- **Data section**:
══════════════════════════════
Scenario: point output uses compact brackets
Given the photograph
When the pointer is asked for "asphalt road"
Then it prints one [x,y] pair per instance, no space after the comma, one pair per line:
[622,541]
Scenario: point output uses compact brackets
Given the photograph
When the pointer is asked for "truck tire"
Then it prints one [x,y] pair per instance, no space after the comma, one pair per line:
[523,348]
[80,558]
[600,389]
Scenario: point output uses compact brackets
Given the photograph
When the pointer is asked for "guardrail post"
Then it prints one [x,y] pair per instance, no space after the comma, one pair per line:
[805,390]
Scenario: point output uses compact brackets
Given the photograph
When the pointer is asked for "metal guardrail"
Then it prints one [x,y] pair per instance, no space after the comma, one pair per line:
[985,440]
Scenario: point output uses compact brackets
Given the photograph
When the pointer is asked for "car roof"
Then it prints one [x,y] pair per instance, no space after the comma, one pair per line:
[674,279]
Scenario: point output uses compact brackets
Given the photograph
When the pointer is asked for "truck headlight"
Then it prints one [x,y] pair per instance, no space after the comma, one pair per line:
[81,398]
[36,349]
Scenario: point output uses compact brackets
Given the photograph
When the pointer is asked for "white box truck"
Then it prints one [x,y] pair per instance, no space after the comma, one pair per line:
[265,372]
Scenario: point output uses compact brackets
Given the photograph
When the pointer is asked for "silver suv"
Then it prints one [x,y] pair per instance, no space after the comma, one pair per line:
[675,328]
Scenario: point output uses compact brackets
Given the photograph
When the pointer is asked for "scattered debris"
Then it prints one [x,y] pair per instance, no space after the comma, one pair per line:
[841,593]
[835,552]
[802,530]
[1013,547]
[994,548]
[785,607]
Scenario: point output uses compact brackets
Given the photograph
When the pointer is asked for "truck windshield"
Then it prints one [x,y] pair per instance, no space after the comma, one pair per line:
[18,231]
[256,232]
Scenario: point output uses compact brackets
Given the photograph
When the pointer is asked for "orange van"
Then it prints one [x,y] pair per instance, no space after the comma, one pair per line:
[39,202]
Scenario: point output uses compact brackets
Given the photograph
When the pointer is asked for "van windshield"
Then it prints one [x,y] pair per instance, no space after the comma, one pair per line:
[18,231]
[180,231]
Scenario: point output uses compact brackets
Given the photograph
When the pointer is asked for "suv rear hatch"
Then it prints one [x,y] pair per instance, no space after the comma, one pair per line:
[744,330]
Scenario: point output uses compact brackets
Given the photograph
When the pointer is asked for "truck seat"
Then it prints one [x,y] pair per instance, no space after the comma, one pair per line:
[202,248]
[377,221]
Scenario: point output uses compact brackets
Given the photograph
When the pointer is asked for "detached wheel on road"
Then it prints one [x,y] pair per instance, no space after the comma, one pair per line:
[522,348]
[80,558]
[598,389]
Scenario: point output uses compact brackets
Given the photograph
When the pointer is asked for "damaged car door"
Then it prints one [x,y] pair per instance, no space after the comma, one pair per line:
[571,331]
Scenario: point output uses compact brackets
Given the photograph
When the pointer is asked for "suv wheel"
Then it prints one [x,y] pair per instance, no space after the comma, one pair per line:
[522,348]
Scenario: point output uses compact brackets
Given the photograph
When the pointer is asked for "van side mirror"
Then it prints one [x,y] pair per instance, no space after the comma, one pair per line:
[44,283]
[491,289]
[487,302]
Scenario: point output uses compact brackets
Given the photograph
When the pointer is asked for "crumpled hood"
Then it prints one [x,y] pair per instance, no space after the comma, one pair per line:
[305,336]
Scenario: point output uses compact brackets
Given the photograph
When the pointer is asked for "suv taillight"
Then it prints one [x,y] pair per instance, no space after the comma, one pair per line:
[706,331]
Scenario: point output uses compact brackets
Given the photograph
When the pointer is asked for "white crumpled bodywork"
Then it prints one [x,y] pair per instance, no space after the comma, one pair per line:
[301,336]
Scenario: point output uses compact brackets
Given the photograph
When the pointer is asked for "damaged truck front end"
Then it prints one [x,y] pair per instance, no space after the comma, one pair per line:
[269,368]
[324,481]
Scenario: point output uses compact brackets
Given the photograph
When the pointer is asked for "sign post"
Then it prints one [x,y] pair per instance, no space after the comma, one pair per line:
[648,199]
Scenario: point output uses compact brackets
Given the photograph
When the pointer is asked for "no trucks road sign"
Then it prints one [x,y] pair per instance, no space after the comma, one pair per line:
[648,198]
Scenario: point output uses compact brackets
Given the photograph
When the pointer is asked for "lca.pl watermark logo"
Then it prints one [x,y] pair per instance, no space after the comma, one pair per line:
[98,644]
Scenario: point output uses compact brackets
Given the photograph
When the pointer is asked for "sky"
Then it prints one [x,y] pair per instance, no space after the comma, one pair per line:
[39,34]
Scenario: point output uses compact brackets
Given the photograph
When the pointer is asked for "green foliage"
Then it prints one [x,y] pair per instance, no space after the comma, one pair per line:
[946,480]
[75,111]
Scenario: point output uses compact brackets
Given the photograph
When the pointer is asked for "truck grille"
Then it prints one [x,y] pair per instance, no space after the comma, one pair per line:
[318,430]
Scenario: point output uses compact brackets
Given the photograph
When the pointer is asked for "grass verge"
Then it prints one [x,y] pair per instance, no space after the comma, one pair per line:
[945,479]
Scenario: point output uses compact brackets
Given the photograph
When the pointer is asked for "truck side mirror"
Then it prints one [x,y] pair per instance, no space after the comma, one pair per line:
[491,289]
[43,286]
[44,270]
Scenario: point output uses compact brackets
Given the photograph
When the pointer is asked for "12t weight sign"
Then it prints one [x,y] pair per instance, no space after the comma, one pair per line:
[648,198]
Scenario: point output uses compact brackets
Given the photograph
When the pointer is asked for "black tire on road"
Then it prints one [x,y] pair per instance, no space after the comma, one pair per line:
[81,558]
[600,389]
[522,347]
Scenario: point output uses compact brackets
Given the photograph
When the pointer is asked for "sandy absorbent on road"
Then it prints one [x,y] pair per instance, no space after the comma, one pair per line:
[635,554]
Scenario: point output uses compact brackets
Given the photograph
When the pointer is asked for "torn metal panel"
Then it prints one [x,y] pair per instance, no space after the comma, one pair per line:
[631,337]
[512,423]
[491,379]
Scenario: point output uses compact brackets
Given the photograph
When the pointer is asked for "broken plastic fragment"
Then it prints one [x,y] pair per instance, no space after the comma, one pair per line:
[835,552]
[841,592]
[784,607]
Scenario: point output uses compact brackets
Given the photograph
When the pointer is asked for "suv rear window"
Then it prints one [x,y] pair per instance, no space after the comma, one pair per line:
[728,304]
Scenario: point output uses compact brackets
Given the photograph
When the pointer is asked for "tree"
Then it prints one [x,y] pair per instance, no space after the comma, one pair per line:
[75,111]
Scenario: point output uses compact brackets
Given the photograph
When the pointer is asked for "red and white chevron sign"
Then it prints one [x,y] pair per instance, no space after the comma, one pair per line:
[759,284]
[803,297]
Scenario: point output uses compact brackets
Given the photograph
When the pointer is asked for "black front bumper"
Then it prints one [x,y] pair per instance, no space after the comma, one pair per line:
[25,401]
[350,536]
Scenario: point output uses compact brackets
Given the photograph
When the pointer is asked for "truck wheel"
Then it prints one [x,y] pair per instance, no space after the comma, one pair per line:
══════════════════════════════
- **Short exercise**:
Each line of the listing should be echoed back exactly.

- **Exercise output**:
Scenario: point output uses compact brackets
Given the photograph
When the pointer is asked for "asphalt road"
Then it prints one [x,y] pair per instance, no space after the comma, one pair per line:
[622,541]
Scenario: point output uses compact brackets
Given the photograph
When the pointer is asked for "truck tire"
Then it prints one [x,y] pair per instance, no space after the comma, one pair per line:
[523,348]
[80,558]
[600,389]
Scenario: point output uses compact brackets
Given the photograph
When the pointer is asked for "guardrail post"
Then it prints one [x,y] pair per instance, no space after the comma, one pair per line:
[805,390]
Scenario: point output uses compact brackets
Given the photograph
When the pointer is asked for "metal guardrail"
Then it prints one [x,y] pair per instance, no space after the comma, one pair per line:
[985,440]
Scenario: point output uses compact brackets
Given the photograph
When the pointer is asked for "car roof"
Then it prints one [x,y] pair per instance, no space after the comma, one pair per line:
[674,279]
Scenario: point output uses compact brackets
Given the photograph
When the pointer is asked for "truck headlight"
Then it prints one [x,y] pair per instance, no space after the comma, one pair per line:
[81,398]
[36,349]
Scenario: point output uses compact brackets
Given the photograph
When the pointer is asked for "white box truck"
Then it prints one [x,y] pair per instance, no space after the comma, one pair per line:
[265,372]
Scenario: point output uses compact brackets
Given the photograph
When the pointer is asked for "silver suv"
Then it prints one [x,y] pair per instance, no space after the comma, one pair per line:
[675,328]
Scenario: point output uses compact brackets
Given the photograph
When the pointer is asked for "scattered debris"
Then it prints one [x,y] pair per instance, no space after the comma, one pair per line:
[841,593]
[835,552]
[802,530]
[1013,547]
[994,548]
[785,607]
Scenario: point output uses compact brackets
Given the photograph
When the pointer is asked for "truck windshield"
Then it prints one [x,y] pair per instance, no space after the comma, one pair per line:
[18,231]
[256,232]
Scenario: point output uses compact brackets
Given the photograph
When the pointer is asked for "orange van"
Then it prints one [x,y] pair per instance, no space after the comma, one pair per line:
[39,202]
Scenario: point output uses compact brackets
Given the photograph
When the pointer is asked for "van windshield"
Then it prints one [x,y] pair per instance, no space after the comma, one pair per line:
[18,231]
[180,231]
Scenario: point output uses compact brackets
Given the photograph
When the pointer is asked for "suv rear hatch"
Then it prints one [x,y] pair per instance, no space after the comma, one pair per line:
[744,330]
Scenario: point output uses compact brackets
Given the photograph
When the pointer is asked for "truck seat"
Then it prints one [x,y] pair per instance, no space after the comma, one pair per line:
[202,248]
[377,221]
Scenario: point output uses compact brackets
Given the photograph
When the pointer is asked for "detached wheel on road"
Then it prints one [x,y] pair per instance, no space after the comma, one pair per line:
[522,348]
[80,558]
[598,389]
Scenario: point output uses compact brackets
Given the photograph
When the pointer is asked for "damaged car door"
Then it prints one [x,y] pair per instance, no space after the comma, one pair per line:
[571,331]
Scenario: point output uses compact brackets
Given the photograph
When the pointer is asked for "suv wheel"
Then it prints one [x,y] pair per instance, no space after the comma, one pair per line:
[522,348]
Scenario: point output uses compact brackets
Given the photograph
When the pointer is asked for "van side mirror"
Then it prints one [x,y] pair per instance, no space after the comma, one pair per line:
[44,283]
[491,289]
[487,302]
Scenario: point output uses compact brackets
Given the photograph
When the pointer is asked for "crumpled hood"
Then it prints one [x,y] pair per instance, no space after the comma, one pair per line:
[305,336]
Scenario: point output uses compact brackets
Given the photograph
When the pointer is asked for "suv taillight"
Then it prints one [x,y] pair per instance, no space after the comma, one pair per line:
[706,331]
Scenario: point output uses compact brackets
Given the photograph
When the pointer is asked for "white crumpled bodywork"
Then it prints one [x,y] pair per instance, no space after the comma, one pair per line:
[301,336]
Scenario: point output uses compact brackets
Given the photograph
When the pointer is asked for "damaged truck front end"
Then it prints one [x,y] pair per instance, no space after the comma, one pair per line:
[269,368]
[324,481]
Scenario: point output uses compact brackets
Given the photograph
When the pointer is asked for "sign post"
Then it prints one [x,y] pair per instance, no space after the comma, one pair per line:
[648,199]
Scenario: point output uses compact brackets
Given the photograph
When the pointer is asked for "no trucks road sign"
Then it prints one [x,y] pair per instance, no space after the comma, one pair per line:
[648,198]
Scenario: point output uses compact brackets
Given the photograph
When the pointer is asked for "lca.pl watermark logo"
Then it prints one [x,y] pair per instance, no space after the comma, one pair per line:
[98,644]
Scenario: point output uses compact brackets
Given the photograph
When the pointer is asked for "sky"
Then it prints one [x,y] pair per instance, no space after the comma, one pair per line:
[39,34]
Scenario: point output uses compact brackets
Given the photograph
When the pointer is asked for "green foliage"
Then it prints one [x,y] pair per instance, no space after the comma, one pair per line:
[946,480]
[75,111]
Scenario: point output uses compact brackets
Given the photograph
When the pointer is asked for "truck grille"
Then it prints one [x,y] pair per instance, no space after the comma, one pair per line:
[318,430]
Scenario: point output uses compact brackets
Given the photograph
When the pointer is asked for "grass verge"
Then it prints one [x,y] pair per instance, no space after the comma, one pair per line:
[945,479]
Scenario: point output uses compact brackets
Given the photograph
When the pointer is asked for "truck side mirror"
Then it prints one [x,y] pair per instance, no space after the comma, one pair per line:
[491,289]
[43,286]
[44,270]
Scenario: point output uses compact brackets
Given the photograph
When the pointer is asked for "12t weight sign"
Then it prints one [x,y] pair per instance, no space after the comma, one pair per line:
[648,198]
Scenario: point output uses compact brackets
Given the photograph
When the pointer is asked for "black tire on road"
Then it prints one [x,y] pair per instance, no space after the comma, one pair per line:
[81,558]
[600,389]
[522,347]
Scenario: point output uses compact brackets
Given the photograph
When the pointer is asked for "sandy absorbent on road"
Then it prints one [x,y] pair per instance, no space after the comma, one pair per line:
[635,554]
Scenario: point output uses compact brackets
Given the photograph
When the pointer is asked for "torn metal panel"
Then it prints one [x,y] pair per instance, no space after the comma, one pair per line:
[631,337]
[512,423]
[491,379]
Scenario: point output uses compact brackets
Given the photograph
When the pointer is asked for "broken plastic fragment"
Then it prints one [x,y] pair per instance, no space after the comma, one pair per line:
[835,552]
[841,592]
[784,607]
Scenario: point output uses compact brackets
Given the photograph
When the pointer is asked for "suv rear window"
Then it prints one [x,y] pair per instance, no space after the comma, one pair per line:
[728,304]
Scenario: point output uses compact brackets
Given the photograph
When the pointer is asked for "tree"
Then it prints one [x,y] pair per instance, no space after the comma, one pair per line:
[75,111]
Scenario: point output uses compact brackets
Given the photograph
When the pointer is asked for "red and white chevron sign"
Then it prints one [x,y] pair per instance, no space after the comma, one pair per line:
[759,284]
[803,297]
Scenario: point output uses compact brackets
Given the photograph
When the pointer is asked for "black front bumper"
Then it prints one [x,y] pair per instance, no space after the comma, one pair per line:
[25,401]
[350,536]
Scenario: point output uses compact brackets
Given the photograph
When the pointer is asked for "truck wheel"
Then it prints one [x,y] pair per instance, no space after the comma, one pair per line:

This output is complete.